MATERIAL PROVIDED -
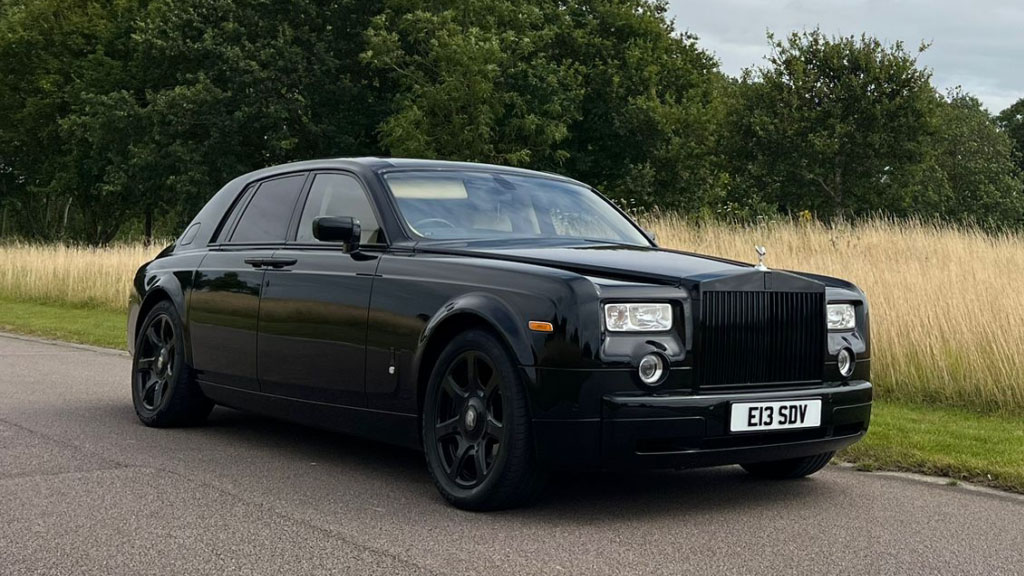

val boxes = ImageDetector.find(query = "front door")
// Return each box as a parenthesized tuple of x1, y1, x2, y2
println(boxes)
(257, 171, 384, 406)
(189, 173, 308, 391)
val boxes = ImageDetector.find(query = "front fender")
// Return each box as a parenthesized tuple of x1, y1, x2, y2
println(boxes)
(412, 291, 536, 379)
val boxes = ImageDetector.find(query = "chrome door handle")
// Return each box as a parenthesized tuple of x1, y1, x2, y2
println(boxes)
(263, 258, 297, 269)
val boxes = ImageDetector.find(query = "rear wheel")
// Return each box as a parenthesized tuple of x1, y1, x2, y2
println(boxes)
(422, 330, 544, 510)
(132, 301, 213, 427)
(741, 451, 834, 479)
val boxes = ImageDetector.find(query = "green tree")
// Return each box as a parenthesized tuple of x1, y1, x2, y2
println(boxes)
(73, 0, 389, 240)
(3, 2, 1023, 241)
(364, 0, 727, 212)
(555, 1, 728, 212)
(0, 0, 388, 243)
(996, 98, 1024, 174)
(729, 30, 943, 220)
(933, 91, 1023, 228)
(0, 0, 139, 241)
(363, 0, 585, 168)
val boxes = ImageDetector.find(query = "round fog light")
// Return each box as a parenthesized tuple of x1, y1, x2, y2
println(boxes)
(638, 353, 666, 386)
(837, 348, 855, 378)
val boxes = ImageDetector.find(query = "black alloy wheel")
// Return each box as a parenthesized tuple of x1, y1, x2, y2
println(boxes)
(422, 330, 544, 510)
(136, 312, 176, 411)
(132, 301, 213, 427)
(434, 351, 505, 488)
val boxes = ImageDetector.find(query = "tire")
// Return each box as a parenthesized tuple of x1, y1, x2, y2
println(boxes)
(741, 451, 835, 479)
(422, 329, 545, 510)
(132, 301, 213, 427)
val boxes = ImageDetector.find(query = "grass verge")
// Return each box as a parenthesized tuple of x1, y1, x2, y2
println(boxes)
(0, 300, 1020, 493)
(839, 401, 1024, 493)
(0, 298, 126, 349)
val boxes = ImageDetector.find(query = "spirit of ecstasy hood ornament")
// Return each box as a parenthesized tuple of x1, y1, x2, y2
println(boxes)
(754, 245, 768, 271)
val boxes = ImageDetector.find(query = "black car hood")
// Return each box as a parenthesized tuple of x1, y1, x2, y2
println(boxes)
(417, 241, 788, 288)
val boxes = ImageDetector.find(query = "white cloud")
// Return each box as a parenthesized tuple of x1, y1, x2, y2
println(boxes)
(667, 0, 1024, 113)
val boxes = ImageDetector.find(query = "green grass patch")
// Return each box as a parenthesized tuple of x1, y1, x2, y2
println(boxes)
(840, 401, 1024, 493)
(0, 298, 125, 349)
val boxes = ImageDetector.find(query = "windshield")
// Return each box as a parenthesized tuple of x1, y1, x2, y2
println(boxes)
(383, 170, 650, 246)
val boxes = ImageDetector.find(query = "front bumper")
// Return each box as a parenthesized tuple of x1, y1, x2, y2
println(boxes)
(532, 379, 872, 469)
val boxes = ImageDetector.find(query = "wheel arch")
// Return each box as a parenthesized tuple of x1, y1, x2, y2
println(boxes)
(132, 273, 191, 363)
(413, 293, 535, 414)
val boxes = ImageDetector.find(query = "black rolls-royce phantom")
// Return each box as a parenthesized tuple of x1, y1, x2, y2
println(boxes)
(127, 158, 871, 510)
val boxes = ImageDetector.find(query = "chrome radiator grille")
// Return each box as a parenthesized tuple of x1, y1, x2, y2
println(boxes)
(696, 291, 825, 388)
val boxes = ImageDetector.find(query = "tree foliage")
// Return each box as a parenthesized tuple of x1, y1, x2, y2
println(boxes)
(728, 32, 945, 220)
(997, 97, 1024, 175)
(933, 91, 1023, 228)
(364, 0, 583, 168)
(0, 1, 1021, 243)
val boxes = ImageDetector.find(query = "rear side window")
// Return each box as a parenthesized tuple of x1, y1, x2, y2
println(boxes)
(230, 175, 305, 243)
(179, 223, 201, 246)
(296, 173, 383, 244)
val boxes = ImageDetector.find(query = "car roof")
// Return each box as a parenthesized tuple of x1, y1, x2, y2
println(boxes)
(248, 157, 586, 186)
(176, 157, 591, 250)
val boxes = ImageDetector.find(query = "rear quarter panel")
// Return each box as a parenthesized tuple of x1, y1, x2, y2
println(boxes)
(127, 248, 205, 361)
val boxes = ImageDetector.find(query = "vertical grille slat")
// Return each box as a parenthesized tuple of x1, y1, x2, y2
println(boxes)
(697, 291, 824, 389)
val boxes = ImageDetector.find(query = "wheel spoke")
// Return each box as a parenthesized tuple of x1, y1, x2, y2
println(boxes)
(484, 414, 504, 441)
(160, 317, 173, 344)
(165, 345, 175, 375)
(442, 375, 468, 400)
(435, 416, 459, 440)
(137, 356, 156, 371)
(482, 372, 499, 401)
(145, 325, 160, 348)
(473, 444, 487, 478)
(141, 376, 157, 405)
(466, 353, 479, 389)
(448, 440, 471, 481)
(152, 379, 164, 407)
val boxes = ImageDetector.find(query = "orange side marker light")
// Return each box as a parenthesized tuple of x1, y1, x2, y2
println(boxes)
(528, 321, 554, 333)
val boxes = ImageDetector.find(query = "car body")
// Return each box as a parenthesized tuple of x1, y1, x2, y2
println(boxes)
(128, 157, 871, 509)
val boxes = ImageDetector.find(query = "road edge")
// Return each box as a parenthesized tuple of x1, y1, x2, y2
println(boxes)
(0, 330, 129, 357)
(832, 461, 1024, 503)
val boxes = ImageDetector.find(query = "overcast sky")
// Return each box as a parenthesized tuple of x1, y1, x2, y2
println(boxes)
(667, 0, 1024, 113)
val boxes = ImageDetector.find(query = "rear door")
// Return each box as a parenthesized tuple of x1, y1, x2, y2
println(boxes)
(189, 173, 308, 391)
(257, 171, 384, 406)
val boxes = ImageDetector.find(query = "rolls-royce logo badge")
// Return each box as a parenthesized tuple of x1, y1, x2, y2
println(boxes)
(754, 245, 768, 271)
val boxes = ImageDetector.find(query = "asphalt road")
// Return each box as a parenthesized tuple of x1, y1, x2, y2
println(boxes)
(1, 333, 1022, 576)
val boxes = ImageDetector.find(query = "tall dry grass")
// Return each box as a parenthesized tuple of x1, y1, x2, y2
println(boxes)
(0, 241, 164, 310)
(2, 217, 1023, 414)
(646, 215, 1024, 415)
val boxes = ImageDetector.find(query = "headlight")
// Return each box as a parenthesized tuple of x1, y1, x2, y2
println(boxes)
(827, 303, 856, 331)
(604, 303, 672, 332)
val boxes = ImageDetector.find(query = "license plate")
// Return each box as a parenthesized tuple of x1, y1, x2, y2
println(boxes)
(730, 399, 822, 432)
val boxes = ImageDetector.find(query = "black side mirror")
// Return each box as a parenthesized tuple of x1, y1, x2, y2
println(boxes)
(313, 216, 361, 251)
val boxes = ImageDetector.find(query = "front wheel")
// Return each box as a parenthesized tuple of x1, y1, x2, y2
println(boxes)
(741, 451, 835, 479)
(132, 301, 213, 427)
(422, 330, 544, 510)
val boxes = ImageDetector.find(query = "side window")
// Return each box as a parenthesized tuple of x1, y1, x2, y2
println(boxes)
(179, 223, 201, 246)
(229, 175, 306, 243)
(296, 173, 383, 244)
(211, 185, 253, 243)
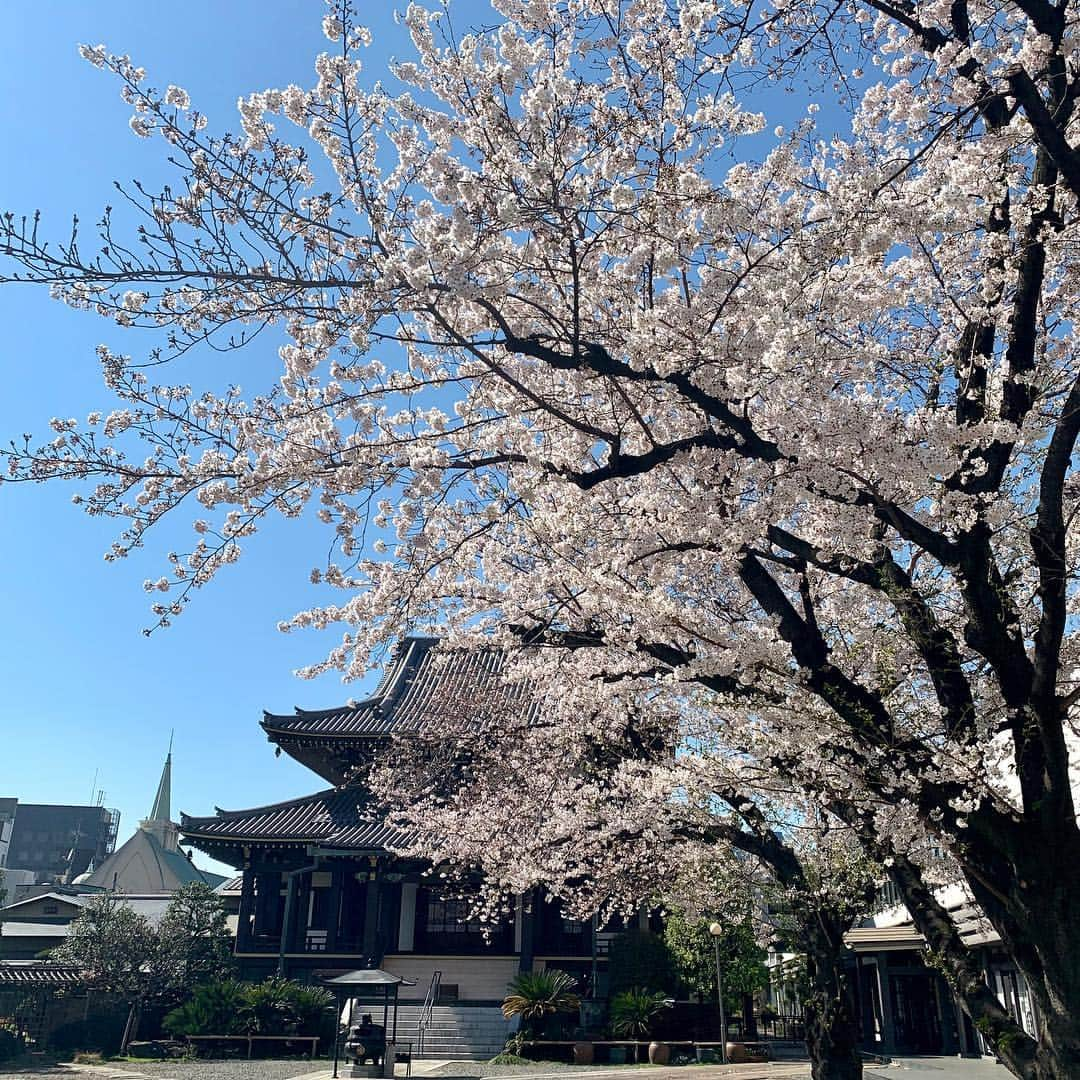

EXERCISE AIM - Copy out each line of the data containing the string "rear".

SOLUTION TO THIS EXERCISE -
val boxes = ImageDetector.find(query = "rear wheel")
val boxes = ImageDetector.find(query = "rear side window")
val boxes = ImageDetector.find(query = "rear quarter panel")
val boxes = ImageDetector.find(query = "rear door")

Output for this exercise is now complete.